The answer must consist of every line in the data that contains "yellow".

Start of Available data

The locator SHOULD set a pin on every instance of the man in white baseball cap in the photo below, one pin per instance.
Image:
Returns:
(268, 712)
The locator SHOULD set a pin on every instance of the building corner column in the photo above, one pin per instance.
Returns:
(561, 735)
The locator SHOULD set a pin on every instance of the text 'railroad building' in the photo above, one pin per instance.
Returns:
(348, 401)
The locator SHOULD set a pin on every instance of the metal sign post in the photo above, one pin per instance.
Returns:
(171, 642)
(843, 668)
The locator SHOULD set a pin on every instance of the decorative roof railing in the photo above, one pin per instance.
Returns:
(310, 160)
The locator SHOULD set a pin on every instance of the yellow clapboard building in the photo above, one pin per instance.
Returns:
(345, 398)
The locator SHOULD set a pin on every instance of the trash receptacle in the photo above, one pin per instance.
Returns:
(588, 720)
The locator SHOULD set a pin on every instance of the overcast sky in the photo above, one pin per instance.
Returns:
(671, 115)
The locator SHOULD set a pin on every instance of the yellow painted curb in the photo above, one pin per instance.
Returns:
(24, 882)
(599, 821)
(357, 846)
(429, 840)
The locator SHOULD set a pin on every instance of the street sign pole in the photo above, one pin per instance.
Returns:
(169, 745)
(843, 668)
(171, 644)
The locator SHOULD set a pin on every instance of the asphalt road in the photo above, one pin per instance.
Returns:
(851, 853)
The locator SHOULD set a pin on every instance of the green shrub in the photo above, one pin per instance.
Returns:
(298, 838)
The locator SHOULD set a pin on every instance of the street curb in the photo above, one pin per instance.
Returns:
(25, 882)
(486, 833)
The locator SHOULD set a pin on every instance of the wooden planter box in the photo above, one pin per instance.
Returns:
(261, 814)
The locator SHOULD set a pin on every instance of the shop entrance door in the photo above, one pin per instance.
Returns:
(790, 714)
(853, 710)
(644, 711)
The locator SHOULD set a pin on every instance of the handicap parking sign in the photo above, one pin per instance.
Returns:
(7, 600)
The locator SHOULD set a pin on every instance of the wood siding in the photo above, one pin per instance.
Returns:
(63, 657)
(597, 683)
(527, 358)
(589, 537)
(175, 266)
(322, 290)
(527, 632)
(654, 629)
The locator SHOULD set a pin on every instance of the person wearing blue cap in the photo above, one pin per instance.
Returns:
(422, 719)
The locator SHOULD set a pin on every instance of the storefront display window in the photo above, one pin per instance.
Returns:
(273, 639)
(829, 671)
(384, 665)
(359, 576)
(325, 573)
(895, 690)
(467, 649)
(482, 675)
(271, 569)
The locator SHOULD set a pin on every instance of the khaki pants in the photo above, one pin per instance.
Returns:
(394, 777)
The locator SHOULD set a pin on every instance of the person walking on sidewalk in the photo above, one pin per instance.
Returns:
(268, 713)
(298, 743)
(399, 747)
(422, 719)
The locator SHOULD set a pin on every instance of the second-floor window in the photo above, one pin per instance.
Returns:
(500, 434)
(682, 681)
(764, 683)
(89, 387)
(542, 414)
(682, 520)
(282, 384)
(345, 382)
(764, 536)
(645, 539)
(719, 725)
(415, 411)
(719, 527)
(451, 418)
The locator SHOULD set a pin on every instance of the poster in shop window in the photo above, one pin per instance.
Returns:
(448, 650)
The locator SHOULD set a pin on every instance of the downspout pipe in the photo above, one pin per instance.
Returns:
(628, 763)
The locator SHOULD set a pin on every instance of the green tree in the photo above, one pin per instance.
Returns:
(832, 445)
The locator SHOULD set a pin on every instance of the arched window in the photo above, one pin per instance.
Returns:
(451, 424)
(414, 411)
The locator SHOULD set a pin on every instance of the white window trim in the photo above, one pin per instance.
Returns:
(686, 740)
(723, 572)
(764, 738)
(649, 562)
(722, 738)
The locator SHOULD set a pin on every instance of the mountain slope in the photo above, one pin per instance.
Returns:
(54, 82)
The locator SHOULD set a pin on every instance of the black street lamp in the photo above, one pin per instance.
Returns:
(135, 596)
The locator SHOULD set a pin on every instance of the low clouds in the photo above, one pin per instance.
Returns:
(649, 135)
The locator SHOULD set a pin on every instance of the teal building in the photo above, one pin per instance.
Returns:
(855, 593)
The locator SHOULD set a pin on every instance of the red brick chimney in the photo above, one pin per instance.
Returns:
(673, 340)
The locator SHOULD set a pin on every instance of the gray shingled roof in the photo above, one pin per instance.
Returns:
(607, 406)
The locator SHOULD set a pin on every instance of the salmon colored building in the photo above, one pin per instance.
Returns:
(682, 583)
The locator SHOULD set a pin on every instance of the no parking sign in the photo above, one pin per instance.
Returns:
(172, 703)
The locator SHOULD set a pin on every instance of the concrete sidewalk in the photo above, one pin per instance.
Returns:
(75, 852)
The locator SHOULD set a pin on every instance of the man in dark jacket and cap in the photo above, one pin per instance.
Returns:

End of Available data

_Solution to this exercise_
The locator SHOULD set a pin on every instance of the yellow clapboard building in the photo above, one pin per instance.
The locator SHOULD set a pin on every instance of the yellow painted curb in the photo above, one pin per instance.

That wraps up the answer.